== SOURCE MATERIAL ==

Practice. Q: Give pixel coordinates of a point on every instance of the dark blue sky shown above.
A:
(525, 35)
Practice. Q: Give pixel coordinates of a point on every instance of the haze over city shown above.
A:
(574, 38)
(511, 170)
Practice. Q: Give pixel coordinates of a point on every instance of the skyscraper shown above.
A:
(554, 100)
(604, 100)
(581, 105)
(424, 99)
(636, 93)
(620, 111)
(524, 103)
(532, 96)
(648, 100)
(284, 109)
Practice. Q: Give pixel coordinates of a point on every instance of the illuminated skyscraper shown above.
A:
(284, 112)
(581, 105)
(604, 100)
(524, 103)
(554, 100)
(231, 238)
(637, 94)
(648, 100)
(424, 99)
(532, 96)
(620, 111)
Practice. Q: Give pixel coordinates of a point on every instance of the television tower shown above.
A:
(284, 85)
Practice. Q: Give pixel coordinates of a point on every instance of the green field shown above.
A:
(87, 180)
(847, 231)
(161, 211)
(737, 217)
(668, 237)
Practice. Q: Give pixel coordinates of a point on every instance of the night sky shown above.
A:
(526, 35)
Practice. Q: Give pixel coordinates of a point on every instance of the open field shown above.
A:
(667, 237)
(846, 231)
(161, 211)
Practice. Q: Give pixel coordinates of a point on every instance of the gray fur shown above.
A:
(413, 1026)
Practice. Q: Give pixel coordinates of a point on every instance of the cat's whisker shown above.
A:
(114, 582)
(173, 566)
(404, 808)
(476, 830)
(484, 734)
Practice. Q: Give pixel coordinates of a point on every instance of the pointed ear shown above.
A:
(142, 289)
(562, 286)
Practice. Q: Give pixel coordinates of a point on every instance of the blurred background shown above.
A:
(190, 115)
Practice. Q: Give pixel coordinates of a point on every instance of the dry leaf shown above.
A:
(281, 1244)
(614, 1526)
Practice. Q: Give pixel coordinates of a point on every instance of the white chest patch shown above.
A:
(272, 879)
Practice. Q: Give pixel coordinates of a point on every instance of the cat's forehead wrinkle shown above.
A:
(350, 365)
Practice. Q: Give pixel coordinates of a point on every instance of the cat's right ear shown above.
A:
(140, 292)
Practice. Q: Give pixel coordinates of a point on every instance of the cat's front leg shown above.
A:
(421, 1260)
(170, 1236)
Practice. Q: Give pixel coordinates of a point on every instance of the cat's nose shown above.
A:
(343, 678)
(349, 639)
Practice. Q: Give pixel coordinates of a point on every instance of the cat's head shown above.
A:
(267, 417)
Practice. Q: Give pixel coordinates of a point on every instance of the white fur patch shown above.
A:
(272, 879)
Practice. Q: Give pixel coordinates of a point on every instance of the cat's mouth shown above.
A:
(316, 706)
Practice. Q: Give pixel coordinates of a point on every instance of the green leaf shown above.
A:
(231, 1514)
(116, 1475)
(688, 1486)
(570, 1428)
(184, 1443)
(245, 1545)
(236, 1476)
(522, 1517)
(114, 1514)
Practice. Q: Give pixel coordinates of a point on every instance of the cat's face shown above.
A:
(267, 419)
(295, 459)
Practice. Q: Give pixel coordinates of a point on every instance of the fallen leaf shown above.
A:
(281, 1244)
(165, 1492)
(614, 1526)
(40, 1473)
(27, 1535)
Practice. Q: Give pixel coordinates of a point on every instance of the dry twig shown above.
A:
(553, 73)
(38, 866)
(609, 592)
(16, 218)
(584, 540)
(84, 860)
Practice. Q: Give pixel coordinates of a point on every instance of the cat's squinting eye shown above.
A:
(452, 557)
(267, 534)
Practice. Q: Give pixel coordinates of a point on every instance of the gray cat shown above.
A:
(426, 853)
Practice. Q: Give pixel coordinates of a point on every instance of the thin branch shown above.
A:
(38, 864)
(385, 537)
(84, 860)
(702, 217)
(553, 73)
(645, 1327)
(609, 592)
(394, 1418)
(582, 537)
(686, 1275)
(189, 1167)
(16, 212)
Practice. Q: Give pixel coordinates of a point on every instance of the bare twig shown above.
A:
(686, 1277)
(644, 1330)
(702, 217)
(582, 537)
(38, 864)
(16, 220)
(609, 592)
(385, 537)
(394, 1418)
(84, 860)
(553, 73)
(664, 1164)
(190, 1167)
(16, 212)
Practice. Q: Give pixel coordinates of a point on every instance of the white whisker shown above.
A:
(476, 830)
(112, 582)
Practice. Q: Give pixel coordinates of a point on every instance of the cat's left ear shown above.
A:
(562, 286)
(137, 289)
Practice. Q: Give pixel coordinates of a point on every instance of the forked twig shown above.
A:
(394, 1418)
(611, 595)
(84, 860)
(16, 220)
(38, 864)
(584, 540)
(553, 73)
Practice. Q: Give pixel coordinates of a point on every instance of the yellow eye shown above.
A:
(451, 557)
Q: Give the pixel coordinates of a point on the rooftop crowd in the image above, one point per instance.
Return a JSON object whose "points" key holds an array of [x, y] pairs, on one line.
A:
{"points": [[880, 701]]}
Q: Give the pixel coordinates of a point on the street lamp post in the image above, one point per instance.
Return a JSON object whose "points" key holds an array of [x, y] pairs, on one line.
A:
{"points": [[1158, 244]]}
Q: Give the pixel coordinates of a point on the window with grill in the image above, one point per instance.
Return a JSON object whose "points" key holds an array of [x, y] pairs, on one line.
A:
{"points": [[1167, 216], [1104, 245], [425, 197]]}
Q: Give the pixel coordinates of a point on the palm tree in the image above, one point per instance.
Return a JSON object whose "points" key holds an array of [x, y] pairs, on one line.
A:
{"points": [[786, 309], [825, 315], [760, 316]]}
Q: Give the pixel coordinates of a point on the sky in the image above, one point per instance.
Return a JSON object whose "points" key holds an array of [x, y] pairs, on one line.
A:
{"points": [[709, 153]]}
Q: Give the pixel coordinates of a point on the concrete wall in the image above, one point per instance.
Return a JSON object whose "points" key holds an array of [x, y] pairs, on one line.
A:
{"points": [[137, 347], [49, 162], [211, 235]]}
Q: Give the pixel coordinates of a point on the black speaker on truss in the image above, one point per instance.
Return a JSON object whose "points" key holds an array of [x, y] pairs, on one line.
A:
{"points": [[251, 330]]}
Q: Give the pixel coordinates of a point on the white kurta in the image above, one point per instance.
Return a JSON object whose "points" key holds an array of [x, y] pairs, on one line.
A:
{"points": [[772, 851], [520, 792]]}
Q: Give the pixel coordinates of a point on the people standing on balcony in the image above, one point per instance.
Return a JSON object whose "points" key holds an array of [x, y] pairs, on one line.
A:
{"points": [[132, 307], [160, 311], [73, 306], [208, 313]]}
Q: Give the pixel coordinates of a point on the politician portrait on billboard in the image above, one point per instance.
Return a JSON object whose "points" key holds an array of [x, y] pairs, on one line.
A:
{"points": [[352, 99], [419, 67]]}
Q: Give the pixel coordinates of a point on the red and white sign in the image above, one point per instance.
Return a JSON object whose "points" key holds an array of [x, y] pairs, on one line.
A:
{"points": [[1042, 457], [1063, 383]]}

===

▸ **ABOUT THIS TASK**: To complete the exercise, print all of the entries exactly.

▸ **RESPONSE TO THE EXERCISE**:
Practice. Q: Give pixel coordinates of a point on every instance of the dark blue sky shown above.
A:
(525, 35)
Practice. Q: Give pixel coordinates of a point on every instance of the haze over city shown above.
A:
(574, 38)
(511, 170)
Practice. Q: Give pixel coordinates of a point on every instance of the skyscraper shown above.
A:
(554, 100)
(604, 100)
(581, 105)
(424, 99)
(636, 93)
(620, 111)
(524, 103)
(532, 96)
(648, 100)
(284, 109)
Practice. Q: Give pixel coordinates of a point on every instance of the illuminated skyscraper shown above.
A:
(284, 112)
(581, 105)
(604, 100)
(524, 103)
(554, 100)
(231, 238)
(637, 94)
(648, 100)
(424, 99)
(532, 96)
(620, 111)
Practice. Q: Give pixel coordinates of a point on every instance of the television tower shown above.
A:
(284, 85)
Practice. Q: Give pixel coordinates of a point on every instance of the green field shown above.
A:
(87, 180)
(847, 231)
(161, 211)
(737, 217)
(668, 237)
Practice. Q: Give pixel coordinates of a point on every instance of the night sky shown above.
A:
(526, 35)
Practice. Q: Give pixel coordinates of a point on every instance of the open field shown above.
A:
(667, 237)
(846, 231)
(161, 211)
Practice. Q: Give pixel coordinates of a point on every instance of the gray fur shown above.
A:
(413, 1026)
Practice. Q: Give pixel coordinates of a point on every instance of the cat's whisker shown above.
A:
(114, 582)
(173, 566)
(404, 808)
(476, 830)
(484, 734)
Practice. Q: Give pixel coordinates of a point on every instance of the pointed ear shown above.
A:
(142, 289)
(562, 286)
Practice. Q: Give pixel coordinates of a point on every instance of the blurred background shown above.
A:
(190, 115)
Practice. Q: Give pixel coordinates of a point on every instance of the dry leaf shown above.
A:
(281, 1244)
(614, 1526)
Practice. Q: Give pixel coordinates of a point on every instance of the white chest patch shown above.
A:
(272, 879)
Practice. Q: Give pixel coordinates of a point on every instance of the cat's forehead wrinkle shown above.
A:
(350, 365)
Practice. Q: Give pixel coordinates of a point on every instance of the cat's right ear shown above.
A:
(140, 292)
Practice. Q: Give pixel coordinates of a point on every instance of the cat's front leg shown above.
A:
(421, 1260)
(170, 1236)
Practice. Q: Give pixel coordinates of a point on every instance of the cat's nose shown above.
A:
(343, 678)
(349, 639)
Practice. Q: Give pixel coordinates of a point on every instance of the cat's head shown above.
A:
(267, 417)
Practice. Q: Give pixel coordinates of a point on every instance of the white fur patch shown above.
A:
(272, 879)
Practice. Q: Give pixel coordinates of a point on every instance of the cat's mouth shown above.
A:
(316, 706)
Practice. Q: Give pixel coordinates of a point on every instance of the green leaf shown above.
A:
(231, 1514)
(116, 1475)
(688, 1486)
(570, 1428)
(184, 1443)
(245, 1545)
(236, 1476)
(522, 1517)
(114, 1514)
Practice. Q: Give pixel coordinates of a point on every instance of the cat's face shown above.
A:
(267, 419)
(295, 459)
Practice. Q: Give pixel coordinates of a point on every instance of the fallen leaf shown above.
A:
(281, 1244)
(165, 1492)
(614, 1526)
(40, 1473)
(27, 1535)
Practice. Q: Give pixel coordinates of a point on every instance of the dry twig shown above.
A:
(553, 73)
(38, 866)
(609, 592)
(16, 218)
(584, 540)
(84, 860)
Practice. Q: Give pixel coordinates of a point on every instance of the cat's squinting eye shown above.
A:
(452, 557)
(267, 534)
Practice. Q: Give pixel coordinates of a point on every instance of the gray cat shown above.
A:
(426, 853)
Practice. Q: Give pixel coordinates of a point on every instance of the thin branch shown above.
A:
(38, 864)
(385, 537)
(84, 860)
(702, 217)
(553, 73)
(645, 1327)
(609, 592)
(394, 1418)
(582, 537)
(686, 1275)
(189, 1167)
(16, 212)
Practice. Q: Give pixel coordinates of a point on every instance of the bare twig shown above.
A:
(686, 1277)
(644, 1330)
(702, 217)
(582, 537)
(38, 864)
(16, 220)
(609, 592)
(385, 537)
(394, 1418)
(84, 860)
(553, 73)
(664, 1164)
(190, 1167)
(16, 212)
Practice. Q: Give pixel coordinates of a point on every instance of the white whisker shown above.
A:
(476, 830)
(112, 582)
Practice. Q: Give pixel coordinates of a point on every instance of the cat's left ear shown above.
A:
(562, 286)
(137, 289)
Practice. Q: Give pixel coordinates of a point on every instance of the forked twig shown above.
A:
(394, 1418)
(611, 595)
(84, 860)
(16, 220)
(38, 864)
(584, 540)
(553, 73)
Practice. Q: Give pixel coordinates of a point on every instance of the yellow eye shown above.
A:
(451, 557)
Q: Give the pixel coordinates of a point on the rooftop crowd in the image above, one point per instance.
Return a JSON object whose "points" key holds an array of [x, y] pairs, on one line.
A:
{"points": [[880, 701]]}
Q: Give the pixel coordinates of a point on the street lamp post in the image above, one point per instance.
Return a JSON object whose "points" key holds an array of [x, y] pairs, on one line.
A:
{"points": [[1158, 244]]}
Q: Give the pixel coordinates of a point on the window with grill in the image above, one point per instance.
Return a JSON object whose "points" key holds an array of [x, y] pairs, on one line.
A:
{"points": [[1167, 216], [1104, 245], [425, 197]]}
Q: Give the pixel coordinates of a point on the palm tree in the image above, one point per instance.
Return a JSON object whose "points" key holds an array of [x, y] pairs, on one line.
A:
{"points": [[786, 309], [825, 315], [760, 316]]}
Q: Give the pixel coordinates of a point on the sky in the image above, one point per instance.
Return a JSON object whose "points" key holds an array of [x, y] pairs, on one line.
A:
{"points": [[709, 153]]}
Q: Give the pixel coordinates of a point on the concrete wall in the image above, one point per instance.
Return a JSON object whose "points" key holds an array of [x, y] pairs, on one line.
A:
{"points": [[137, 347], [49, 162], [211, 235]]}
Q: Give the pixel coordinates of a point on the black speaker on truss in the image above, one point per instance.
Return a JSON object whose "points" key holds an array of [x, y] pairs, on one line.
A:
{"points": [[251, 330]]}
Q: Give the pixel coordinates of a point on the white kurta in the image above, one point per instance.
Return a JSON object whose "points" key holds an array of [x, y] pairs, on one line.
A:
{"points": [[772, 851], [520, 792]]}
Q: Give the pixel coordinates of a point on the people standing on balcony in the image above, one point per instance.
Return a JSON object whose "points" key holds an array of [x, y] pairs, on one line.
A:
{"points": [[132, 307], [160, 311], [73, 306], [208, 313]]}
Q: Give the pixel coordinates of a point on the politician portrait on billboard in the image above, one point per instance.
Return a JSON object whose "points" key holds an array of [x, y] pairs, on one line.
A:
{"points": [[352, 99], [419, 67]]}
Q: Give the pixel coordinates of a point on the red and white sign in the image above, one point per instance.
Return a JSON object whose "points" key holds an array of [x, y] pairs, on one line.
A:
{"points": [[1042, 457], [1063, 383]]}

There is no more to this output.